● WORK TO COMPLETE: Retype every record that follows, character for character.

● DATA FOR THIS EXERCISE:
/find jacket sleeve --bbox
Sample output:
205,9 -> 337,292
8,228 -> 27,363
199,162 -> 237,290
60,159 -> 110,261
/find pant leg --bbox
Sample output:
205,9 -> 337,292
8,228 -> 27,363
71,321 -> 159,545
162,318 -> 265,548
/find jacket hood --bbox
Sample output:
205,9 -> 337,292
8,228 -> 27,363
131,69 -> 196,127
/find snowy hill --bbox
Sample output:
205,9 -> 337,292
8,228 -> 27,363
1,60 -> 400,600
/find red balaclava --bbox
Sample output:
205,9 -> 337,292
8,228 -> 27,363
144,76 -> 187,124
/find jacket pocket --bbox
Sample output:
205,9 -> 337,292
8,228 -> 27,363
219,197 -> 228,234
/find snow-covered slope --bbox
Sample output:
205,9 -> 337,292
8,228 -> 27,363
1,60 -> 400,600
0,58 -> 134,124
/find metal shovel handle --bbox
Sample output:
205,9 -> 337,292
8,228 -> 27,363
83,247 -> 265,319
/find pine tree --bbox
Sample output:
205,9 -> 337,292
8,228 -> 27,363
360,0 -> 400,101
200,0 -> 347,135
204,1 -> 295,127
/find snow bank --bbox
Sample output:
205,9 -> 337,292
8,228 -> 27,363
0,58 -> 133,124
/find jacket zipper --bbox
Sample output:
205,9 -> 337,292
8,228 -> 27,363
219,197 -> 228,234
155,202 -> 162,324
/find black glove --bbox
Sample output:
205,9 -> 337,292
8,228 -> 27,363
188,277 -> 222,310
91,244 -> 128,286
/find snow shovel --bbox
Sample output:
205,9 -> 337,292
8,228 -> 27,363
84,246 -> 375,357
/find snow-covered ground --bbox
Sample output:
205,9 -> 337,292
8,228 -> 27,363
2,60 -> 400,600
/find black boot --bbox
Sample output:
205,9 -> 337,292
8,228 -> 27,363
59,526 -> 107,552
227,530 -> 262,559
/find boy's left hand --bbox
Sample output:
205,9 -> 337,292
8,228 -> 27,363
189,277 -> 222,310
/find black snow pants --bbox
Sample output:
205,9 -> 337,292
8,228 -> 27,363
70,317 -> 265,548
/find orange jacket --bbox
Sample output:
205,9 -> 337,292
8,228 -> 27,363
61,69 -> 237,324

● ANSWER BELOW:
/find jacket sleeve --bbox
Sample output:
205,9 -> 337,292
8,228 -> 27,363
199,162 -> 237,290
60,159 -> 110,261
/find pant leg --bbox
Sample output:
205,9 -> 337,292
8,228 -> 27,363
71,321 -> 159,545
162,318 -> 265,548
/find jacket hood --bbox
Sample output:
205,9 -> 337,292
8,228 -> 27,363
131,69 -> 196,127
/find snowy hill --bbox
Sample output:
205,9 -> 337,292
8,228 -> 27,363
1,60 -> 400,600
/find red balaclava --bbox
Sample output:
205,9 -> 337,292
8,228 -> 27,363
144,76 -> 187,124
/find jacket pocket --bbox
Sample output:
205,9 -> 337,292
8,228 -> 27,363
219,197 -> 228,234
/find snow-covered slope --bbox
Sample output:
205,9 -> 337,292
8,228 -> 27,363
1,60 -> 400,600
0,58 -> 134,124
/find metal shovel handle --bbox
Sample output:
205,9 -> 337,292
8,228 -> 27,363
83,247 -> 265,319
/find pine tree --bbox
Sample output:
205,9 -> 337,292
8,228 -> 27,363
360,0 -> 400,101
200,0 -> 347,135
204,1 -> 295,127
/find snow bank --bbox
Sample output:
205,9 -> 337,292
8,228 -> 27,363
0,58 -> 133,124
/find jacket zipper --bbox
Sample output:
205,9 -> 337,292
8,228 -> 27,363
219,197 -> 228,234
155,202 -> 162,324
/find black glove --bbox
Sample output:
205,9 -> 337,292
8,228 -> 27,363
188,277 -> 222,310
91,244 -> 128,286
/find snow shovel --bbox
Sample output:
205,9 -> 337,292
8,228 -> 27,363
84,246 -> 375,357
/find snow-covered ground --bbox
Sample output:
205,9 -> 337,292
8,228 -> 27,363
2,60 -> 400,600
/find black boot --bbox
Sample output:
205,9 -> 337,292
8,228 -> 27,363
59,526 -> 107,552
227,530 -> 262,559
/find boy's left hand --bbox
Sample output:
205,9 -> 337,292
8,228 -> 27,363
189,277 -> 222,310
/find black snow pants --bbox
Sample output:
205,9 -> 337,292
8,228 -> 27,363
70,317 -> 265,548
/find orange jacket --bbox
Sample output:
205,9 -> 337,292
8,228 -> 27,363
61,69 -> 237,324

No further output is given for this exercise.